Source material
▬▬▬
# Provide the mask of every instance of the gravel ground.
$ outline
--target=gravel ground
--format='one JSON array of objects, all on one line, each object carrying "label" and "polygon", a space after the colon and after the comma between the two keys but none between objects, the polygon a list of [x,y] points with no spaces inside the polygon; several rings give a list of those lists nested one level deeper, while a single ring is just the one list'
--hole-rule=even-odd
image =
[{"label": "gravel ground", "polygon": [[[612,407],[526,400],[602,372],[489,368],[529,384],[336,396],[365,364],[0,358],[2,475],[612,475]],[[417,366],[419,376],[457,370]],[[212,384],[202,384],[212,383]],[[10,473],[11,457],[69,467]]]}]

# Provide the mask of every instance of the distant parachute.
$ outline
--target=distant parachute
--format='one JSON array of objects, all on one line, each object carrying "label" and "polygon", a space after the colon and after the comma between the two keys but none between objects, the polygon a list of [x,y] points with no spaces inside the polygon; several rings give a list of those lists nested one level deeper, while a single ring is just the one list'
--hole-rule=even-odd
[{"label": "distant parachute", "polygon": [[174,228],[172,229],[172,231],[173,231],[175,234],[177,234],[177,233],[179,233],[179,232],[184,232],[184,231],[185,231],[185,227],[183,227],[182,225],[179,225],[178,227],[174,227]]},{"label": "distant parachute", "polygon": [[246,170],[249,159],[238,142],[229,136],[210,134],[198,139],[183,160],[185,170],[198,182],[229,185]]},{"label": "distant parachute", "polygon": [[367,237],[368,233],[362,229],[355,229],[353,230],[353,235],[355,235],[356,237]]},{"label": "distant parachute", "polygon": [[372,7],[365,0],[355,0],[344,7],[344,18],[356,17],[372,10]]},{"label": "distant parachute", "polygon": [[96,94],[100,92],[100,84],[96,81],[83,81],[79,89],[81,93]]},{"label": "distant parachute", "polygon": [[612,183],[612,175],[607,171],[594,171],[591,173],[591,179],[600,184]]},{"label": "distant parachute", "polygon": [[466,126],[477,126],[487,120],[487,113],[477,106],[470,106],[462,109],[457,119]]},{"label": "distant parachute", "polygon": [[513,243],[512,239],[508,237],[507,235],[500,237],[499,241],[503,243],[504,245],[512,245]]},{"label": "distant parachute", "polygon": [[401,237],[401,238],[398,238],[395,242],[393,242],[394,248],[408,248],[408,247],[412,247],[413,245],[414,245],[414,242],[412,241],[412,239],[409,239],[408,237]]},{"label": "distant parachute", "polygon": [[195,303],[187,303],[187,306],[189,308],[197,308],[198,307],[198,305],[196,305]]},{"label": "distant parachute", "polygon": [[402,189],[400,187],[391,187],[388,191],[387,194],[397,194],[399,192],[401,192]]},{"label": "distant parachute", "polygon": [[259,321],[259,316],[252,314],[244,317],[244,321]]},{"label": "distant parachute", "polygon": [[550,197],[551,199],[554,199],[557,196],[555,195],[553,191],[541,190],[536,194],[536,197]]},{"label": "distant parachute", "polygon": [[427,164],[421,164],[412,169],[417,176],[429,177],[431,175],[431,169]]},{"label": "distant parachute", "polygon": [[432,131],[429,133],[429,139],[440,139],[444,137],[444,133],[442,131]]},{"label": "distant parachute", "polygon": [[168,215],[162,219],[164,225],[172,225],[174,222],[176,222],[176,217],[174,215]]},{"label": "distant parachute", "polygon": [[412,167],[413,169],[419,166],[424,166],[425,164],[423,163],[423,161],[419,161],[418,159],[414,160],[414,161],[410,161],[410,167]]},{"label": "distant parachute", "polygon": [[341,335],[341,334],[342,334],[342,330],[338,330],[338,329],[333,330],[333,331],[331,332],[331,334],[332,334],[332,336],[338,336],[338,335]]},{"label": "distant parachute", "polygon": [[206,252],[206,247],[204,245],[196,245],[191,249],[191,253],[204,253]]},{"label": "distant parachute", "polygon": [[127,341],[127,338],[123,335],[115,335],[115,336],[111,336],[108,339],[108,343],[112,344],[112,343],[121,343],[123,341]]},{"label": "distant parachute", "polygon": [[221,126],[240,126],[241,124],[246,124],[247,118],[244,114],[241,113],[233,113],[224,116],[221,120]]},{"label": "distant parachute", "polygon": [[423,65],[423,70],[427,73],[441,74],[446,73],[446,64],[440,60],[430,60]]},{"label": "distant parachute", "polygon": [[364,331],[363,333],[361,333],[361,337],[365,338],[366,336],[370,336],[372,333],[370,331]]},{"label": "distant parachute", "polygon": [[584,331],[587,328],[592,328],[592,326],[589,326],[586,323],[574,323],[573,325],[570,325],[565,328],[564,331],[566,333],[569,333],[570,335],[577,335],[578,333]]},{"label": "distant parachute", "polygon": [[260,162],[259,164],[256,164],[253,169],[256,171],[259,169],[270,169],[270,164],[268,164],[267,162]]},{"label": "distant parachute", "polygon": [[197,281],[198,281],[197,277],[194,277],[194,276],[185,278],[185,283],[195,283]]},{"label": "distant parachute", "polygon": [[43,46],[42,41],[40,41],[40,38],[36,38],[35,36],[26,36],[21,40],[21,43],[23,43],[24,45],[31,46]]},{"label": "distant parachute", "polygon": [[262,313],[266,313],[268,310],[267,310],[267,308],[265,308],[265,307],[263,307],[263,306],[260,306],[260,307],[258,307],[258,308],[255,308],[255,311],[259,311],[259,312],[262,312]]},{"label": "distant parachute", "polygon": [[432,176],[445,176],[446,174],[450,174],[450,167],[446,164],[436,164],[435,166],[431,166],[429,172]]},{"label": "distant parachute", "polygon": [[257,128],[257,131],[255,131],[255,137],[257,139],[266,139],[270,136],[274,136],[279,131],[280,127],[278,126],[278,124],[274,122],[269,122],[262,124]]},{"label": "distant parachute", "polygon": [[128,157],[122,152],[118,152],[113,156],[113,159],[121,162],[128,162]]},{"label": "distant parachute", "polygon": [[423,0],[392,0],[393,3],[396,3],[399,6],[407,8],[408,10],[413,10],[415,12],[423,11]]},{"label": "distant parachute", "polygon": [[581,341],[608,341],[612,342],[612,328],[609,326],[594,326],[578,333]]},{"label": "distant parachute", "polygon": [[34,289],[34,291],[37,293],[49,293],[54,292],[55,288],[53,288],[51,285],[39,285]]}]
▬▬▬
Task requirements
Retype only this range exactly: the first line of the data through the line where "--target=gravel ground" appears.

Solution for this task
# Provide the mask of every instance of the gravel ground.
$ outline
--target=gravel ground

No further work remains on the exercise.